◆ TASK 1
Decide whether each statement below agrees with the summary of 2018/19 tax changes. Answer yes or no for each, and quote the deciding words of the summary exactly.
(a) Small business entities can immediately write off assets costing less than $20,000 until 30 June 2019.
(b) The luxury car tax on cars re-imported after an overseas refurbishment will be removed from 1 July 2018.
(c) Companies that own only rental property are taxed at the lower 27.5% rate.
◆ TASK 2
Rewrite the part of the summary of 2018/19 tax changes starting at "Offshore supplies of" and ending at "in certain circumstances.", putting "1 July 2019" in place of "1 January 2019".
◆ TASK 3
Continue the summary of 2018/19 tax and superannuation changes from where it stops.

◆ SELECTED TEXT
=====
The maximum voluntary excess levels for hospital cover products providing individuals an exemption from the Medicare levy surcharge will increase from 2018/19.
Companies And Small Business
The lower corporate tax rate of 27.5% applies for qualifying companies that have an aggregated turnover of less than $50m for 2018/19 and have no more than 80% of their assessable income consisting of “base rate entity passive income”.
Tax Tip – that means rental property only companies are still taxed at 30% rate
The immediate write off for assets costing less than $20,000 by small business entities has been extended to 30 June 2019.
Tax Tip – This is good
With effect from 8 May 2018, an additional basic condition will apply in relation to the CGT small business concessions where the CGT event involves a partnership interest to prevent the concessions from being available for Everett assignments.
A new regime for limited partnership collective investment vehicles is proposed to operate from 1 July 2018.
Venture capital tax concessions are available for investments in financial technology businesses (“fintech”) made on or after 1 July 2018.
Legislation has been introduced to reform the R&D tax incentive for income years starting on or after 1 July 2018.
Legislation has been introduced that will amend the calculation of balancing adjustment amounts for R&D assets from 1 July 2018.
From 19 August 2018, primary producers can claim an immediate deduction for capital expenditure on fodder storage assets.Goods & Services Tax
Good & Services Tax
Purchasers of newly constructed residential premises or new subdivisions are required to remit GST directly to the ATO from 1 July 2018.
Offshore supplies of low value goods to a consumer will be treated as being connected with Australia, and therefore may be subject to GST from 1 July 2018.
The luxury car tax on cars re-imported into Australia, following a refurbishment overseas, will be removed from 1 January 2019.
From 1 July 2018, non-arm’s length expenditure is proposed to be taken into account when determining whether the non-arm’s length income taxation rules apply to a transaction.
A fund member’s share of the outstanding balance of a limited recourse borrowing arrangement that commenced on or after 1 July 2018 is proposed to be included in their total superannuation balance in certain circumstances.
=====
◆ DATA EXTRACT
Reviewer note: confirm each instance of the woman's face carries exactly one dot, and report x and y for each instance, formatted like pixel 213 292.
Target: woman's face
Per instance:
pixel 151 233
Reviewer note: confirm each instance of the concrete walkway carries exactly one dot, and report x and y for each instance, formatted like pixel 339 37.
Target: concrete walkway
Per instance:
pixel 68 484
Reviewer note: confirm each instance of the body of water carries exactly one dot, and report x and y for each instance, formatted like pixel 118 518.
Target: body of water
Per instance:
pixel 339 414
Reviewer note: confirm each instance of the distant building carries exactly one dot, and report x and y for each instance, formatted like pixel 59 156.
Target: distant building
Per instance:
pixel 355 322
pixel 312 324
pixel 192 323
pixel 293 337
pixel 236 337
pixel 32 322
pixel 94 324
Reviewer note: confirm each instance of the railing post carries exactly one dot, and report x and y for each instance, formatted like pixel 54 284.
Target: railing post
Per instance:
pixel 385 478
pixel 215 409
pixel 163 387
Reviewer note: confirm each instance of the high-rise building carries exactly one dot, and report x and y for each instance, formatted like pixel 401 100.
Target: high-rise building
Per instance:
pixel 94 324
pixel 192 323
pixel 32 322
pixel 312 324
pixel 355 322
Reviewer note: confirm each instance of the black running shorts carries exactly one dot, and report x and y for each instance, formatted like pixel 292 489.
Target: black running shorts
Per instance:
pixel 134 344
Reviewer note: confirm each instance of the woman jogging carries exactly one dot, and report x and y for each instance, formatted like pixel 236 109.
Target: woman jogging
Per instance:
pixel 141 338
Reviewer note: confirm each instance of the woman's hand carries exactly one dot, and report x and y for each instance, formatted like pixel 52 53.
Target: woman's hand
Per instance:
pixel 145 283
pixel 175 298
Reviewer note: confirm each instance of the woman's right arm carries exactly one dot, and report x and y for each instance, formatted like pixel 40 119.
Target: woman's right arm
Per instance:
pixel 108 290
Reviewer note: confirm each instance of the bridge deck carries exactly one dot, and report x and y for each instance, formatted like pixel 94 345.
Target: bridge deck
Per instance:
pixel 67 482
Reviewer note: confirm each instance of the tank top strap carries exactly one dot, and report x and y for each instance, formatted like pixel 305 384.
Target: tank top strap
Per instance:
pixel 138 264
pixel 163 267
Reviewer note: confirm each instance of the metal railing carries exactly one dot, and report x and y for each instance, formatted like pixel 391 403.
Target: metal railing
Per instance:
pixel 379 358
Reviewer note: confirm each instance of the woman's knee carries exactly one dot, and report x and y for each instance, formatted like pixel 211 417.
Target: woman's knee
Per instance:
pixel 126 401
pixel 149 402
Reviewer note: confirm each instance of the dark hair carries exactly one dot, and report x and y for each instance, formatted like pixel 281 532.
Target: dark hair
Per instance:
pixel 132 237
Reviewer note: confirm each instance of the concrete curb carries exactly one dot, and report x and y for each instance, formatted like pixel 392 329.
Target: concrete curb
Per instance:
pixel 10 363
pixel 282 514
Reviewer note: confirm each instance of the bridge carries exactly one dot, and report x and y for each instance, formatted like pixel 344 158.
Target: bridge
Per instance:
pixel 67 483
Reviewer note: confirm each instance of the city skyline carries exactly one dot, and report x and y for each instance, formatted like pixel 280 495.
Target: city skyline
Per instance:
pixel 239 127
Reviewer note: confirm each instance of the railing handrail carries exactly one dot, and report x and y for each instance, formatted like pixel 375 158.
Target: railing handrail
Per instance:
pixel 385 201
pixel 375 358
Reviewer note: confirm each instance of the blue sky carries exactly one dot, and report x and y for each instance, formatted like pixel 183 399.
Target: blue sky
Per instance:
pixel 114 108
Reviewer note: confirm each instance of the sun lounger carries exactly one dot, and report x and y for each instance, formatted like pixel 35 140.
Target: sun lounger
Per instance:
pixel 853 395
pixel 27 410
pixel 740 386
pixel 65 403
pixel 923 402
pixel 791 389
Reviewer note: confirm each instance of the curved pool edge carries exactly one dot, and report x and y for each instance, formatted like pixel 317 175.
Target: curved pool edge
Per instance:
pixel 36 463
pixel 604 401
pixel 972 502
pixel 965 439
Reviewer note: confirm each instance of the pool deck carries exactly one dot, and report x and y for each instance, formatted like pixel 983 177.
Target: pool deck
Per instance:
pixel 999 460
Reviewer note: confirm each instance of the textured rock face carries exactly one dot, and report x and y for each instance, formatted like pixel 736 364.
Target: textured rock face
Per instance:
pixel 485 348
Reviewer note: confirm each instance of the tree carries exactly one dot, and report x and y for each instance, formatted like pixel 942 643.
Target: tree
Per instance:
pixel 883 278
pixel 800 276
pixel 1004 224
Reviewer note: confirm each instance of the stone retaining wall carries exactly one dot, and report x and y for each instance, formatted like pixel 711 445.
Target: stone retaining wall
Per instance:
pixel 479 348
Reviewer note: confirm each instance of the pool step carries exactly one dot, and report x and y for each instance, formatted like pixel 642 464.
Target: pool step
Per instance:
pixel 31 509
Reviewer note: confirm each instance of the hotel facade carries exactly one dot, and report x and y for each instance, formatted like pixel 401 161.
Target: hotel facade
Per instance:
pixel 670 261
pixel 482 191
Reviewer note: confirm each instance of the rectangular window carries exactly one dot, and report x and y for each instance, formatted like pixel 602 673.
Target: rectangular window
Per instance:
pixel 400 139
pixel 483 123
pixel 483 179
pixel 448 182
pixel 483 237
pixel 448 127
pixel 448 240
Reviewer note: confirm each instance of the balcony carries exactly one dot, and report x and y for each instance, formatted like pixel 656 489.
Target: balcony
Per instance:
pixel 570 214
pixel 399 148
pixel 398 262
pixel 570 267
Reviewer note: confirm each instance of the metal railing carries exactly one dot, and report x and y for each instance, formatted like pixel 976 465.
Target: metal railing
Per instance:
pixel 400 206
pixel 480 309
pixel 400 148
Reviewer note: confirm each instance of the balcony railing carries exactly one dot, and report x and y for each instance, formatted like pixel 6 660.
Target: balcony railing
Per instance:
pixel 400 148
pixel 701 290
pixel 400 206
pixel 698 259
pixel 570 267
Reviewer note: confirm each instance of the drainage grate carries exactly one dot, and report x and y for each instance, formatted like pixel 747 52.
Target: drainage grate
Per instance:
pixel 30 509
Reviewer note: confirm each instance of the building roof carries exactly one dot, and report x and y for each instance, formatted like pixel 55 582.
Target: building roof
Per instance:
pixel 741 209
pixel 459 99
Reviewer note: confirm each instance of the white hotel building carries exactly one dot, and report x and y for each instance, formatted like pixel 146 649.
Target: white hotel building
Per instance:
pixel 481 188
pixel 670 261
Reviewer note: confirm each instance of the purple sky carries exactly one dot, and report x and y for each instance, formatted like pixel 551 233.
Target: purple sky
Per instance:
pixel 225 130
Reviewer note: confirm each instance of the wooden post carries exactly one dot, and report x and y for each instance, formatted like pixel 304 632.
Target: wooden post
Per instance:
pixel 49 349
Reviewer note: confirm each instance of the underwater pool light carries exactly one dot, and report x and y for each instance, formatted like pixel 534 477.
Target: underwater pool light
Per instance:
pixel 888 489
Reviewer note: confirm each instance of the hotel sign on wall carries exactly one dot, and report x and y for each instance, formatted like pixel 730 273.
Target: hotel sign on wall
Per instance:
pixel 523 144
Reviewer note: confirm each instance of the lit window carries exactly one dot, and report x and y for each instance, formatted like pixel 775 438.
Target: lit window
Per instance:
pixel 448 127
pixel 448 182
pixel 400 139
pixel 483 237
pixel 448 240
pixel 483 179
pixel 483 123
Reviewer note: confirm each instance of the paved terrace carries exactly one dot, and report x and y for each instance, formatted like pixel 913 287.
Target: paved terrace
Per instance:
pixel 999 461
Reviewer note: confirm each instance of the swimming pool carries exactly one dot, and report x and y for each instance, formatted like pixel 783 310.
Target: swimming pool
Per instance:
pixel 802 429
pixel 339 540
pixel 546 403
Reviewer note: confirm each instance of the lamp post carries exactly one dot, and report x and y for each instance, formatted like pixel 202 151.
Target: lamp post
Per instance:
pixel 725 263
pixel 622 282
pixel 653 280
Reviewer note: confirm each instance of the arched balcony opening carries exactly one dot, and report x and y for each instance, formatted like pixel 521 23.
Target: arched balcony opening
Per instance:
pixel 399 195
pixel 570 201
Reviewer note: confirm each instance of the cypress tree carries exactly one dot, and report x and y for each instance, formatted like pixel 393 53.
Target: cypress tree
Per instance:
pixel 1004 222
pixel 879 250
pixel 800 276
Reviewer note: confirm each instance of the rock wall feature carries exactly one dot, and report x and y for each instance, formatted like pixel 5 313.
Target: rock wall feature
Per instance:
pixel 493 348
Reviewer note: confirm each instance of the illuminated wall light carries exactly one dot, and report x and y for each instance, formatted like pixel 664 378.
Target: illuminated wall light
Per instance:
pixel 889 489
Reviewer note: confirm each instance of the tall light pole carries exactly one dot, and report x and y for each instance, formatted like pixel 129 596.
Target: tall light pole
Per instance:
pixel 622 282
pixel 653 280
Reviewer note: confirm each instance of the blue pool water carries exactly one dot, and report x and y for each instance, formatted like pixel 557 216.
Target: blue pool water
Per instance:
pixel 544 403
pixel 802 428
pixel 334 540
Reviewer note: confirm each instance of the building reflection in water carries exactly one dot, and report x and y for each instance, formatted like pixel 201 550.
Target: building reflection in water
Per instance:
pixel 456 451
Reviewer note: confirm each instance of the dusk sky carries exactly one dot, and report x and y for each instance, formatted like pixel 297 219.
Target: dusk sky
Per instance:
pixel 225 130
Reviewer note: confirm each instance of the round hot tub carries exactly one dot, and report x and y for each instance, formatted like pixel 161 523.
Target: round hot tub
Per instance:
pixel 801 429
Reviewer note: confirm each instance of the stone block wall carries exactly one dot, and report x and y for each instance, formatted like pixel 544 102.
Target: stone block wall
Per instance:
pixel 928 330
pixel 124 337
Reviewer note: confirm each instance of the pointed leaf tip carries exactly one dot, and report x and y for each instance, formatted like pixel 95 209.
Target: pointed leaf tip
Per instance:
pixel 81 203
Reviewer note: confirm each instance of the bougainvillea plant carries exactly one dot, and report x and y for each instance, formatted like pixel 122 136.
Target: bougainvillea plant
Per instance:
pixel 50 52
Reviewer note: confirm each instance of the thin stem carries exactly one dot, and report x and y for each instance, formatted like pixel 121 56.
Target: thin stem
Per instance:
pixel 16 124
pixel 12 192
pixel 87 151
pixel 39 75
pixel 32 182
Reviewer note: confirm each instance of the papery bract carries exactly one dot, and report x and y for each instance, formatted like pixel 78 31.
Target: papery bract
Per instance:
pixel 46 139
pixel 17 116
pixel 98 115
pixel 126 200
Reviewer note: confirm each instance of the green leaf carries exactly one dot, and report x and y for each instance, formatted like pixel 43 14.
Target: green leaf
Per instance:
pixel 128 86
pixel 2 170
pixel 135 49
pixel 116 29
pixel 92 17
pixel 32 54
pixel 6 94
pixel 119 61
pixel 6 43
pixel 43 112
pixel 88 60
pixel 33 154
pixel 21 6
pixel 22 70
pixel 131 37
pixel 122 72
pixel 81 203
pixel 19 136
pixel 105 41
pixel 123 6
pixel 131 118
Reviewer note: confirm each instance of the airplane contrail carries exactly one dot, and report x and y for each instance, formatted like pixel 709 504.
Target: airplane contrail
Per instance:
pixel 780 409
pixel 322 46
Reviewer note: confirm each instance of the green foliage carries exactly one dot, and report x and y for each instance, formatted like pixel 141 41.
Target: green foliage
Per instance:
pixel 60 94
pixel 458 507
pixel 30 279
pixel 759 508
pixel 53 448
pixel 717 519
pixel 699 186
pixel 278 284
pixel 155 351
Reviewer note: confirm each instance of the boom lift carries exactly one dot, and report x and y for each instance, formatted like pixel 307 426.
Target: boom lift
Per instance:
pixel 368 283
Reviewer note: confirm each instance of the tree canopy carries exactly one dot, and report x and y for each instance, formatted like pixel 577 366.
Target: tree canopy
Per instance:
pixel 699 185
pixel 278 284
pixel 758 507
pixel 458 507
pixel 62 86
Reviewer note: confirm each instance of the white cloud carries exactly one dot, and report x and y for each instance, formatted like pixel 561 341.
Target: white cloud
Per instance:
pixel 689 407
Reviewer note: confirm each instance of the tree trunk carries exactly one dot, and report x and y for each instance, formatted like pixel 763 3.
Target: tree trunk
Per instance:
=====
◆ RESULT 1
(a) Yes: "The immediate write off for assets costing less than $20,000 by small business entities has been extended to 30 June 2019."
(b) No: "will be removed from 1 January 2019."
(c) No: "that means rental property only companies are still taxed at 30% rate"

◆ RESULT 2
Offshore supplies of low value goods to a consumer will be treated as being connected with Australia, and therefore may be subject to GST from 1 July 2018.
The luxury car tax on cars re-imported into Australia, following a refurbishment overseas, will be removed from 1 July 2019.
From 1 July 2018, non-arm’s length expenditure is proposed to be taken into account when determining whether the non-arm’s length income taxation rules apply to a transaction.
A fund member’s share of the outstanding balance of a limited recourse borrowing arrangement that commenced on or after 1 July 2018 is proposed to be included in their total superannuation balance in certain circumstances.

◆ RESULT 3
The release authority regime governing the release of superannuation money following the issue of an excess concessional or non-concessional contributions determination, or an FHSS determination, or an assessment of Division 293 tax will come into effect from 1 July 2018.
Proposed amendments will give employees under workplace determinations or enterprise agreements made on or after 1 July 2018 the right to choose their superannuation fund under the choice rules, and provide that amounts sacrificed under an employee salary sacrifice arrangement cannot reduce an employer’s mandated SG contributions.
A one-off 12-month amnesty period is proposed from 24 May 2018 to 23 May 2019 to encourage employers to self correct historical SG non-compliance, and allow employees receiving superannuation contributions from multiple employers to apply to the Commissioner to opt out of the regime in respect of an employer.
Rules on director penalties and security deposits for tax-related liabilities will be strengthened.
The Single Touch Payroll reporting framework starts on 1 July 2018 for substantial employers – more than 20 employees
New offences have been introduced to deter the production, use and distribution of electronic sales suppression tools from 4 October 2018.
From 1 July 2018, the taxable payments reporting system will be extended to contractors in the courier and cleaning industries.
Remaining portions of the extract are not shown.